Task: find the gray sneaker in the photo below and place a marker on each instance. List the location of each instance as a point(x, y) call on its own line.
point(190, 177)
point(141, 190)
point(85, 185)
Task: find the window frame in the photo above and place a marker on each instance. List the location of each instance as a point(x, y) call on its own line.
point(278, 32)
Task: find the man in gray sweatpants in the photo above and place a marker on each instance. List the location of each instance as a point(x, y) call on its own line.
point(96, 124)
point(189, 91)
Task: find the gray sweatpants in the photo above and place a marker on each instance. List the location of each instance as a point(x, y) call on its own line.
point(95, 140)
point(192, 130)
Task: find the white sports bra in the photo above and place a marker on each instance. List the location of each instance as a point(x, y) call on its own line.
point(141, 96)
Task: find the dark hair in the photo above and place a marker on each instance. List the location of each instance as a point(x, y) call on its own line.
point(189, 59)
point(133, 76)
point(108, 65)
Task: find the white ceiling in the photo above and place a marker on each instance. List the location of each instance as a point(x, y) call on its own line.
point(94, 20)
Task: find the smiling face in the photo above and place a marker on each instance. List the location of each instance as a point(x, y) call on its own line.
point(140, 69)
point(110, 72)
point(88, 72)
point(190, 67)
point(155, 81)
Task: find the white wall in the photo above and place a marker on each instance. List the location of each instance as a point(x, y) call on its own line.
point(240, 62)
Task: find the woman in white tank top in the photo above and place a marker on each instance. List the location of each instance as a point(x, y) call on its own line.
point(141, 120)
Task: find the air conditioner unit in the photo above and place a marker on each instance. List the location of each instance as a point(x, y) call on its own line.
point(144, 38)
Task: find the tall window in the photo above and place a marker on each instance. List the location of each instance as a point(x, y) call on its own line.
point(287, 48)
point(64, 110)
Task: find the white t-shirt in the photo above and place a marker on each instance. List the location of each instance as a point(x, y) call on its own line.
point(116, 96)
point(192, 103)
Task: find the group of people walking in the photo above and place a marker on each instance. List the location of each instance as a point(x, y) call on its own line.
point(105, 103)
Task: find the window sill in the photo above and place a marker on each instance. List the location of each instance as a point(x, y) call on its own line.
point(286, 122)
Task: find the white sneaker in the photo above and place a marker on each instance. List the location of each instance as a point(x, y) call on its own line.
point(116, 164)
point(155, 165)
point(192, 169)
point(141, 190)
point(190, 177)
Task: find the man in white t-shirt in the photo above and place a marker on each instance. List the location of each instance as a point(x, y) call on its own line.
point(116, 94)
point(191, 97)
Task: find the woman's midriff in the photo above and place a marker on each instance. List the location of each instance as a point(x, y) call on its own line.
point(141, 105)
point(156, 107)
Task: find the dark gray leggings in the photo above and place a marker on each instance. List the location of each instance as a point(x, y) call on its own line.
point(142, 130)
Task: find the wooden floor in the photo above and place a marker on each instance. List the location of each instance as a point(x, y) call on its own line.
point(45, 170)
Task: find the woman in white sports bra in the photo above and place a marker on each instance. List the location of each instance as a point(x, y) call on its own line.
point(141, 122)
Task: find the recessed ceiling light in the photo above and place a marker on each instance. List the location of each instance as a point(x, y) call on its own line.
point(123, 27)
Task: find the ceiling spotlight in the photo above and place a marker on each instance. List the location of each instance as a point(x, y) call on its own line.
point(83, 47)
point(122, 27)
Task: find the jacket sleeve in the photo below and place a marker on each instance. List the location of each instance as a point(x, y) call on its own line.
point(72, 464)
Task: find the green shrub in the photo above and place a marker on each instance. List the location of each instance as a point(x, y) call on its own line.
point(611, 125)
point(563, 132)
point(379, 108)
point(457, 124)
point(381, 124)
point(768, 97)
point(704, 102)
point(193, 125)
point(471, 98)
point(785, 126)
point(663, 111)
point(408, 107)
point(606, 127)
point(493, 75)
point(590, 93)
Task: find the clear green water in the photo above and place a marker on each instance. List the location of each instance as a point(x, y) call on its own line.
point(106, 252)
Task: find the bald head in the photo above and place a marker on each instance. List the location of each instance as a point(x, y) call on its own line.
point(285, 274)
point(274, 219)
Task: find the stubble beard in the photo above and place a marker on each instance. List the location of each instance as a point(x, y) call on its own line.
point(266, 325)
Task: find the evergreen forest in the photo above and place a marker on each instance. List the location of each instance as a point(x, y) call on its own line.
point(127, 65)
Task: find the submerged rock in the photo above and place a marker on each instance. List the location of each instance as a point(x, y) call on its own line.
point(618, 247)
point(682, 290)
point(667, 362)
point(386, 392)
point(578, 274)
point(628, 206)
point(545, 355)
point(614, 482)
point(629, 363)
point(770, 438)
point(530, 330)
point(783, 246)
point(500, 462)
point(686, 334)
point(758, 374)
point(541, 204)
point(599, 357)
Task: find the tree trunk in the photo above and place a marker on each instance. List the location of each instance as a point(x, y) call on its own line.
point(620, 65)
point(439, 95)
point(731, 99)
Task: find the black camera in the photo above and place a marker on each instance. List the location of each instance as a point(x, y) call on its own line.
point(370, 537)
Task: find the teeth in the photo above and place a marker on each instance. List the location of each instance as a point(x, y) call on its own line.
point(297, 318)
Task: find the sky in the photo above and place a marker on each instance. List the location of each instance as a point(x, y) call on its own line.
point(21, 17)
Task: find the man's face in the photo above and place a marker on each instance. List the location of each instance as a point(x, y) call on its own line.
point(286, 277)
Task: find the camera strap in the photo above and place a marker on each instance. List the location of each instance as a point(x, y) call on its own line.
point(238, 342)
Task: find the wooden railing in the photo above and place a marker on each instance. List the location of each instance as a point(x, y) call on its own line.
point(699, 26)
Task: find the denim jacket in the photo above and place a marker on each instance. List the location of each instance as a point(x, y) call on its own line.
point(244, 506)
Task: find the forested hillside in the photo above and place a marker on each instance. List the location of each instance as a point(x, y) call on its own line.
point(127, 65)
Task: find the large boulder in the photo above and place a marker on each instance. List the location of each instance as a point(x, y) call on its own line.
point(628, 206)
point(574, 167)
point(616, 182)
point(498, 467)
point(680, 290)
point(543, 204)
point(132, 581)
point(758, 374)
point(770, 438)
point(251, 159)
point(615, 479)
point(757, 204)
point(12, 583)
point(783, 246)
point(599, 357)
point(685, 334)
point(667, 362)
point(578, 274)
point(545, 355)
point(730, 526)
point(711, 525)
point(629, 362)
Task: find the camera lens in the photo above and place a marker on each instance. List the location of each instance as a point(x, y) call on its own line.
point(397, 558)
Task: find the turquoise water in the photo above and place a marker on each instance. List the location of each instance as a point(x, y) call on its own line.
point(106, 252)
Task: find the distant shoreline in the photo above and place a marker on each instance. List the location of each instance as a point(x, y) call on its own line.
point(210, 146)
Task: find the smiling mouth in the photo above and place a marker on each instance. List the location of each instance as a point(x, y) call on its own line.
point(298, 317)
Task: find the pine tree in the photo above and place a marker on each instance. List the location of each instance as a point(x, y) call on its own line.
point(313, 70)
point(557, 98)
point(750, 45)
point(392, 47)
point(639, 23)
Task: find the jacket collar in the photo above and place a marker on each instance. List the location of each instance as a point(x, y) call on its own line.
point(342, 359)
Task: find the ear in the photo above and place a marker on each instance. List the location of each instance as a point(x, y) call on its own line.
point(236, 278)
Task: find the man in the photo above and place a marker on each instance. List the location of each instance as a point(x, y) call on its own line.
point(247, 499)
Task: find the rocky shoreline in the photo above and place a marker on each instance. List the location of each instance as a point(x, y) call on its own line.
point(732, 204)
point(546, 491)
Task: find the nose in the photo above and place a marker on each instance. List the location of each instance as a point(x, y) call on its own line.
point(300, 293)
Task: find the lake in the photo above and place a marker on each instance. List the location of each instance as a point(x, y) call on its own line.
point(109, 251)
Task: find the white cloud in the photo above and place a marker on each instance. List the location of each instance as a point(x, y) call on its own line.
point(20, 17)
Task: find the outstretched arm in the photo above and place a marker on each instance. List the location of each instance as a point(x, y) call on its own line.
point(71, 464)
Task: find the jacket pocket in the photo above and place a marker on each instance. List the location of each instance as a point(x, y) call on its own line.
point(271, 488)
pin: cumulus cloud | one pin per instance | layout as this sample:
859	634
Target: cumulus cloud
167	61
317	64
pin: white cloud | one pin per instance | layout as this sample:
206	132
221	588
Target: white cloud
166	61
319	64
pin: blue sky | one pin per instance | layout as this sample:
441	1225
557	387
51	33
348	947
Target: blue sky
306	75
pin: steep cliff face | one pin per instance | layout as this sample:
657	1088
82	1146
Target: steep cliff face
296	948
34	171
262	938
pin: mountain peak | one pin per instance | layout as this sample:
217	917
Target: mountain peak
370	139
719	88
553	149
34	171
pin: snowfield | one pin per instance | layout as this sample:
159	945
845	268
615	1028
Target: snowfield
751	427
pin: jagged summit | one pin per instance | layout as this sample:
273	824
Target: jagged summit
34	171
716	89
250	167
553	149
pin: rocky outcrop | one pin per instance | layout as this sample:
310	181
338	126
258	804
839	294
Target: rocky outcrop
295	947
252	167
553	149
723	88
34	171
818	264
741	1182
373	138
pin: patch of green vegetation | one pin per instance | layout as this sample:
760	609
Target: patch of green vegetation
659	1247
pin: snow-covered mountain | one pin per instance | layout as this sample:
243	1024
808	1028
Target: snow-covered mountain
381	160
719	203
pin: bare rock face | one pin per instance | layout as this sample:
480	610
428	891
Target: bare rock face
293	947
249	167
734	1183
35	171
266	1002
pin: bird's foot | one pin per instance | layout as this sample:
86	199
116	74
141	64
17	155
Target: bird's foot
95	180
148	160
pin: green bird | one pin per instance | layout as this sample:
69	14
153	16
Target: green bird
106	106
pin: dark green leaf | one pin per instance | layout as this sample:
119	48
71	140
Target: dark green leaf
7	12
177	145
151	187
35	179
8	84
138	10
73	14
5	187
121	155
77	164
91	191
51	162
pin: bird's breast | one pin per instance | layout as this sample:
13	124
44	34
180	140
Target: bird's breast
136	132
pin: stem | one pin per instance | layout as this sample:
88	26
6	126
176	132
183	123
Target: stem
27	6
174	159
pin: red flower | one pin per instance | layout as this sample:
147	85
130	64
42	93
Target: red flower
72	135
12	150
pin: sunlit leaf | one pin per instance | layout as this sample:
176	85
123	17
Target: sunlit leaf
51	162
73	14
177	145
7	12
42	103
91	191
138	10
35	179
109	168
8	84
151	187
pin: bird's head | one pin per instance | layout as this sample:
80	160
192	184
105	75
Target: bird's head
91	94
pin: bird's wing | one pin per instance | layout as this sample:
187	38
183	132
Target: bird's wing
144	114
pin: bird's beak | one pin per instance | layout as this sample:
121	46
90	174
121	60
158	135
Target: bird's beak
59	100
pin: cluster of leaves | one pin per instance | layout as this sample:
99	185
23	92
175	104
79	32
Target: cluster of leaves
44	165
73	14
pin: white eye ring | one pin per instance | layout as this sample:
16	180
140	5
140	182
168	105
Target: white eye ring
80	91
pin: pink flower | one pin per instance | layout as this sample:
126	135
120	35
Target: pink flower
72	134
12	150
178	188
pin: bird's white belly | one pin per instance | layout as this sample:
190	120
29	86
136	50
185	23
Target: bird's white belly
_ _ _
Retype the lines exactly, starting at the line that contains "pin: bird's white" and continuing through the last line of the items.

* RESULT BELOW:
pin: bird's white belly | one pin per instance | layout as this sample:
190	120
29	86
136	50
185	23
Target: bird's white belly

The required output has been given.